_REQUIRED ACTION_
Which lines of the records below contain the word "yellow"? Show each one.

(Dataset excerpts)
-.-.-
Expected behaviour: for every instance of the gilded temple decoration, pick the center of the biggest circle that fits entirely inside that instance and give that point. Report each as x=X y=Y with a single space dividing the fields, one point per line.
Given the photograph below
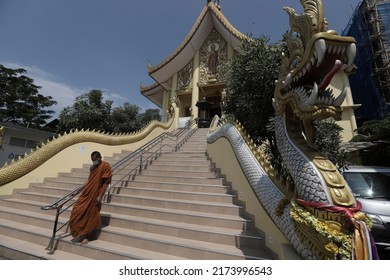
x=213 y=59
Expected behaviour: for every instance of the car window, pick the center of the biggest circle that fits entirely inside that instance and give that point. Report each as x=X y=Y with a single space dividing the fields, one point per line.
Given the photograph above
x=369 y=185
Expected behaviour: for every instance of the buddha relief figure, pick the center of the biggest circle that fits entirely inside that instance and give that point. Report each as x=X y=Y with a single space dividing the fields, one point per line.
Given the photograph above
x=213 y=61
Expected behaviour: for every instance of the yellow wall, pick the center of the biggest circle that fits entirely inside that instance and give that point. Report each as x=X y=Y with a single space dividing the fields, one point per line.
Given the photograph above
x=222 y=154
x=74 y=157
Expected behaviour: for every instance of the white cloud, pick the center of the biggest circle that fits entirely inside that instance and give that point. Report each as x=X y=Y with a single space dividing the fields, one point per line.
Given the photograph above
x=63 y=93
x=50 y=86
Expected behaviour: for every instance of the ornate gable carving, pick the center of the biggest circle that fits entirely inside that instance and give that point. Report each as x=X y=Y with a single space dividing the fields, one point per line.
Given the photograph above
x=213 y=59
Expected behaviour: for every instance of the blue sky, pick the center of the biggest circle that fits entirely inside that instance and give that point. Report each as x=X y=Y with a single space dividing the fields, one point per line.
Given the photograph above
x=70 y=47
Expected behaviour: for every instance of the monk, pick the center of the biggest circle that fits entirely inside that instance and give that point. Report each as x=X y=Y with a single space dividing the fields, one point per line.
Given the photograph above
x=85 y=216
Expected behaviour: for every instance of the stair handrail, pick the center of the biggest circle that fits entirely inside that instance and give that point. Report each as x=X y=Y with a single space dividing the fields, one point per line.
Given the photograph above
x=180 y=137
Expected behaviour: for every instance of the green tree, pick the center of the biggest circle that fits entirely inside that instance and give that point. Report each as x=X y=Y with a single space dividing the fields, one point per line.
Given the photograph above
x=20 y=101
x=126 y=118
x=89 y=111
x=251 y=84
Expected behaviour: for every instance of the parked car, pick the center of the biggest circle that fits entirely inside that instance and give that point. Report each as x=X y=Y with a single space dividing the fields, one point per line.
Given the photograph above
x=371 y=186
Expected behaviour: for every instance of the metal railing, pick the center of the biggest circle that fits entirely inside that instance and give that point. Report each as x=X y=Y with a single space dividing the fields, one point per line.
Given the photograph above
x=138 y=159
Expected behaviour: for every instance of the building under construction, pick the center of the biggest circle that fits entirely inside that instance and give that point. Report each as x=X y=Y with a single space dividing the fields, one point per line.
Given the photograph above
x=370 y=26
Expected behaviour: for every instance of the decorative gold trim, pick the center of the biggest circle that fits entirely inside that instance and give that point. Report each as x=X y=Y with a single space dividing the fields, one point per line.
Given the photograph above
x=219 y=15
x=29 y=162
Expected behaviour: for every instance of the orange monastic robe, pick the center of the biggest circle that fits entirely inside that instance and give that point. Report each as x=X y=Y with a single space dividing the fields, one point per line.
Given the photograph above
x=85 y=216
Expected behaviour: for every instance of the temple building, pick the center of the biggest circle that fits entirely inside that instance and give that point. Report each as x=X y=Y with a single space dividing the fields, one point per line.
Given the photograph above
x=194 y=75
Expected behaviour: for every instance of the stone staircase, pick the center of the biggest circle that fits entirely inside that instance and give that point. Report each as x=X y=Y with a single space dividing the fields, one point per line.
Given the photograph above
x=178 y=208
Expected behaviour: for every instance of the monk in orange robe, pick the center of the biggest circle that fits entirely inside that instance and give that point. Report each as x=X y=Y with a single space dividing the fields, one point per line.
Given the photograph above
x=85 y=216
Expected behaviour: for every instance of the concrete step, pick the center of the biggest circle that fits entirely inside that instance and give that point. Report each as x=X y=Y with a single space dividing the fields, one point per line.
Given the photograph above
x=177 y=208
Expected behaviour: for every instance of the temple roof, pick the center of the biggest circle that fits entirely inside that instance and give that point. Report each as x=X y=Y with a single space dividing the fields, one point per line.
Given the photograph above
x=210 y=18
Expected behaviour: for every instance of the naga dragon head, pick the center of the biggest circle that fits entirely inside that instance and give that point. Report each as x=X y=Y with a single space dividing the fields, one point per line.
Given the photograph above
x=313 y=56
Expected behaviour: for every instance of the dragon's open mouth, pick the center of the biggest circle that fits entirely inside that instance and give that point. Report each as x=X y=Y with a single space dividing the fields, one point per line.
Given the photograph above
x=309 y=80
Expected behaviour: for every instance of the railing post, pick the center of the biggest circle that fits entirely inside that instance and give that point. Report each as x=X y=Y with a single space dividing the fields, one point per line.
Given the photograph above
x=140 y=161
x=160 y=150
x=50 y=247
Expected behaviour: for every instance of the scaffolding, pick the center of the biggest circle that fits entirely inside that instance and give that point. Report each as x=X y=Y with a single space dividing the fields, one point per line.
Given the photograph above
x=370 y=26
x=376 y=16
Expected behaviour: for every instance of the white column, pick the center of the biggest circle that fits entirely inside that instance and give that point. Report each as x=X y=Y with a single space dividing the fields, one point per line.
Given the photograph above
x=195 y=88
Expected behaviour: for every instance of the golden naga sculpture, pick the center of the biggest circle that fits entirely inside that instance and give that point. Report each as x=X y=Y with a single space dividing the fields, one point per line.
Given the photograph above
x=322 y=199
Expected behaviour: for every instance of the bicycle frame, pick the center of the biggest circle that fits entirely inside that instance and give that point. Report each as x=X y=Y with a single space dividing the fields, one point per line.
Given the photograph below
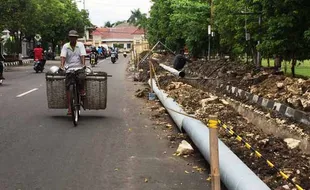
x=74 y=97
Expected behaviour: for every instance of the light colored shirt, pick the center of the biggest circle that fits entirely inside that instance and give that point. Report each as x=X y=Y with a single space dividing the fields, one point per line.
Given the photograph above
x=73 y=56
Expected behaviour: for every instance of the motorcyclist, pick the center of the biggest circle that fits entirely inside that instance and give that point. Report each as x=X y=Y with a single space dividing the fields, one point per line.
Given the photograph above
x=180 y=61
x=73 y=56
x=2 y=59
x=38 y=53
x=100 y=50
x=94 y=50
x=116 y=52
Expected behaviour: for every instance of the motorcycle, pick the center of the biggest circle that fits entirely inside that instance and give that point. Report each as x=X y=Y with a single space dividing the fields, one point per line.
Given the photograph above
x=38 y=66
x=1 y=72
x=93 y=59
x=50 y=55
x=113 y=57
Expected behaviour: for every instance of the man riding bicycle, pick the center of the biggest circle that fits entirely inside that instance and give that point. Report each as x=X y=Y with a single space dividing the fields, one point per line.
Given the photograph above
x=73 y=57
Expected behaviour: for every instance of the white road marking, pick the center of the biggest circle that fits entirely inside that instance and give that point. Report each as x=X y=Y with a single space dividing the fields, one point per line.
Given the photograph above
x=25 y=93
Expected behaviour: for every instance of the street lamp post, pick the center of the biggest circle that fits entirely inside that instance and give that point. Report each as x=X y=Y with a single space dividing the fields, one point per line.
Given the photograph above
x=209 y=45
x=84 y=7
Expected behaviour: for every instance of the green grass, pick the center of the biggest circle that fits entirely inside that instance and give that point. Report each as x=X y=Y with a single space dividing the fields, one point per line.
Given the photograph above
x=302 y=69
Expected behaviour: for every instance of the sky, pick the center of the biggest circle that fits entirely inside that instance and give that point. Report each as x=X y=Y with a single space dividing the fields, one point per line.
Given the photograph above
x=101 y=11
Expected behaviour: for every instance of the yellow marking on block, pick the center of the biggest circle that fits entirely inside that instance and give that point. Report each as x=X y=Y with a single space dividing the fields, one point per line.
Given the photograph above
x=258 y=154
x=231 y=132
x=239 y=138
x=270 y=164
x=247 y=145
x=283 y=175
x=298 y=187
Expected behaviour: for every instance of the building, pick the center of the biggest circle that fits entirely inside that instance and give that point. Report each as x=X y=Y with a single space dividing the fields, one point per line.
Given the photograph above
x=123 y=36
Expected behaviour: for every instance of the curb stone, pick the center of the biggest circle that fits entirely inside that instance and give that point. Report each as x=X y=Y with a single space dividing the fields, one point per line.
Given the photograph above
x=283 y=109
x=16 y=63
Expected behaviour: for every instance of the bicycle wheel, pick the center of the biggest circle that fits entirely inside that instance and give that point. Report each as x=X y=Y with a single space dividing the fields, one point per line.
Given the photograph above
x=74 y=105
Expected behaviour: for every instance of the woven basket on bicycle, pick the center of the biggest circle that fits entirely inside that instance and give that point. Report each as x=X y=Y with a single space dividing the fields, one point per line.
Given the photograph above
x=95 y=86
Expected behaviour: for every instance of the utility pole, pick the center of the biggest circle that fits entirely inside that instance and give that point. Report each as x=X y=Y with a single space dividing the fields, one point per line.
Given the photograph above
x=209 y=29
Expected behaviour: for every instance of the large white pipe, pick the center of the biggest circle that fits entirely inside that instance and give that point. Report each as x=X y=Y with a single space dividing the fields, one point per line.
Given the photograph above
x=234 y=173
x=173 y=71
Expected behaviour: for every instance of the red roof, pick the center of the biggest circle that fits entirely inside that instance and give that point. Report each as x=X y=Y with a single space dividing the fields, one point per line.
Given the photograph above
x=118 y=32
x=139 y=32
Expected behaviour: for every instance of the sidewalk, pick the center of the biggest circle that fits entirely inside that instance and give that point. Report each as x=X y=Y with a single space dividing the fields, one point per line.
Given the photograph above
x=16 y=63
-.-.-
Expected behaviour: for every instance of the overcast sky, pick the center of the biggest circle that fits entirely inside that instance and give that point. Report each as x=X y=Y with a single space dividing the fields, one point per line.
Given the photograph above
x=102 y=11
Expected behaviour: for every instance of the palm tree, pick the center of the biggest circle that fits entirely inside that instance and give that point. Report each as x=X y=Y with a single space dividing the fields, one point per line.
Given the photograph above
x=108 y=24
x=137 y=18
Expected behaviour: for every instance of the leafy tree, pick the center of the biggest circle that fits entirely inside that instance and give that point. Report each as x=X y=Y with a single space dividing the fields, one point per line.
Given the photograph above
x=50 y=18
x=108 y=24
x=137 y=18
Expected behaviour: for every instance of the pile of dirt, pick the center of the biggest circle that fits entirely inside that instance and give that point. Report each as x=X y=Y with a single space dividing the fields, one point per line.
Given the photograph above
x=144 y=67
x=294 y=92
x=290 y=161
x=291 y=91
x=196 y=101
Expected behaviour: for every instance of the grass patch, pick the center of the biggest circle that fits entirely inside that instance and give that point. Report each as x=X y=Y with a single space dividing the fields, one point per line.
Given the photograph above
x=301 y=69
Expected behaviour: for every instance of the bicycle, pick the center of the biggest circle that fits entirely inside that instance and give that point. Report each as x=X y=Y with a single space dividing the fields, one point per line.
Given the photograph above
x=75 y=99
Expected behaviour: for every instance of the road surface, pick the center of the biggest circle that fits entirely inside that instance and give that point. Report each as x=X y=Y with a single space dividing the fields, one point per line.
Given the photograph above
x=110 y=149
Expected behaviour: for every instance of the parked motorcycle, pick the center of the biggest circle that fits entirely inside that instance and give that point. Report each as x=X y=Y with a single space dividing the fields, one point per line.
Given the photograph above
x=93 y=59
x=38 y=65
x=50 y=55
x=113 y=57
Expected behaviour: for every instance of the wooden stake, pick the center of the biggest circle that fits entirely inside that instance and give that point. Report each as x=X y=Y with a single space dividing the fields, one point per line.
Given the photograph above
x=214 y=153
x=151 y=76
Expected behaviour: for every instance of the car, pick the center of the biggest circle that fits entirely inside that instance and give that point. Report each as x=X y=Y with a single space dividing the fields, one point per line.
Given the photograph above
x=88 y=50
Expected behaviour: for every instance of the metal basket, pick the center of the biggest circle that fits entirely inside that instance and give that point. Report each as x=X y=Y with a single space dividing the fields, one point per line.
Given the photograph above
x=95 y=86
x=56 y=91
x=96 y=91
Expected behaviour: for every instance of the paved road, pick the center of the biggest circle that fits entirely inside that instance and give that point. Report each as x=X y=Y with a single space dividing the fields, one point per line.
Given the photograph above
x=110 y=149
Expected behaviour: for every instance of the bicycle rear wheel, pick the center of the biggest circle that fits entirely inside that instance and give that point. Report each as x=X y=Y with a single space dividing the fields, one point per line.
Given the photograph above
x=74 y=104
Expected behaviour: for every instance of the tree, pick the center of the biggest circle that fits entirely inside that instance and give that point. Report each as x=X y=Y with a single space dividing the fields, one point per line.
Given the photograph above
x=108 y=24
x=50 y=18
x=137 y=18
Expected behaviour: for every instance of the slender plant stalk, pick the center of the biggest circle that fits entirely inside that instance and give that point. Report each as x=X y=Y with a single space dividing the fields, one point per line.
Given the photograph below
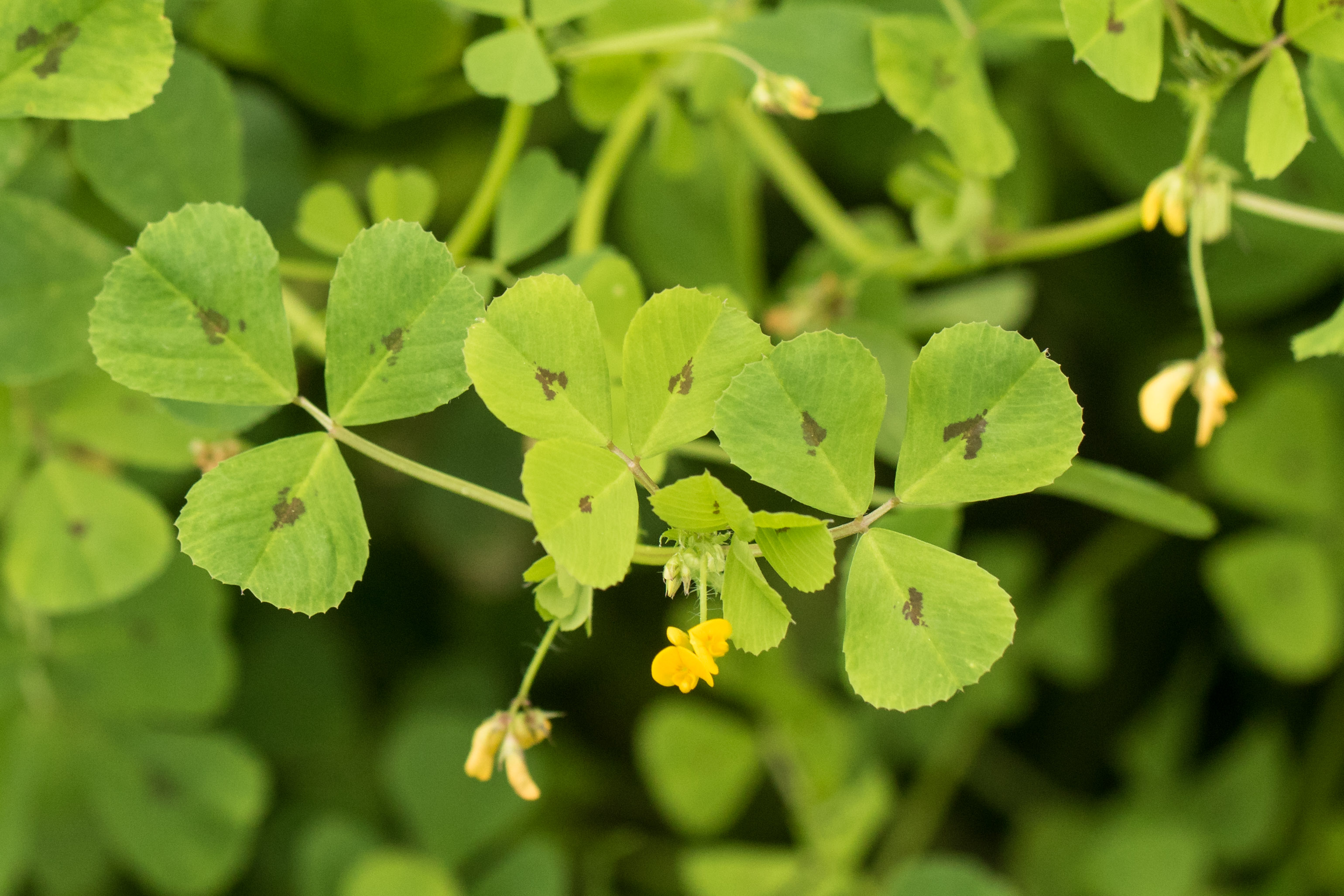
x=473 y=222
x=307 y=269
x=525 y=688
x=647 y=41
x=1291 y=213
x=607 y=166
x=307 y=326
-.-.-
_RESPONSE TO THIS EXERCISE_
Expected behaviour: for every instance of the yellow wall, pick the center of the biggest circle that fits entirely inside that instance and give that point. Report each as x=X y=Y with a single space dividing the fields, one point per line.
Expected behaviour: for every instance of the yellow marking on block, pick the center of the biggest circle that fits entirely inside that instance and give that point. Report each as x=X y=Y with a single space dividing the fields, one point per line.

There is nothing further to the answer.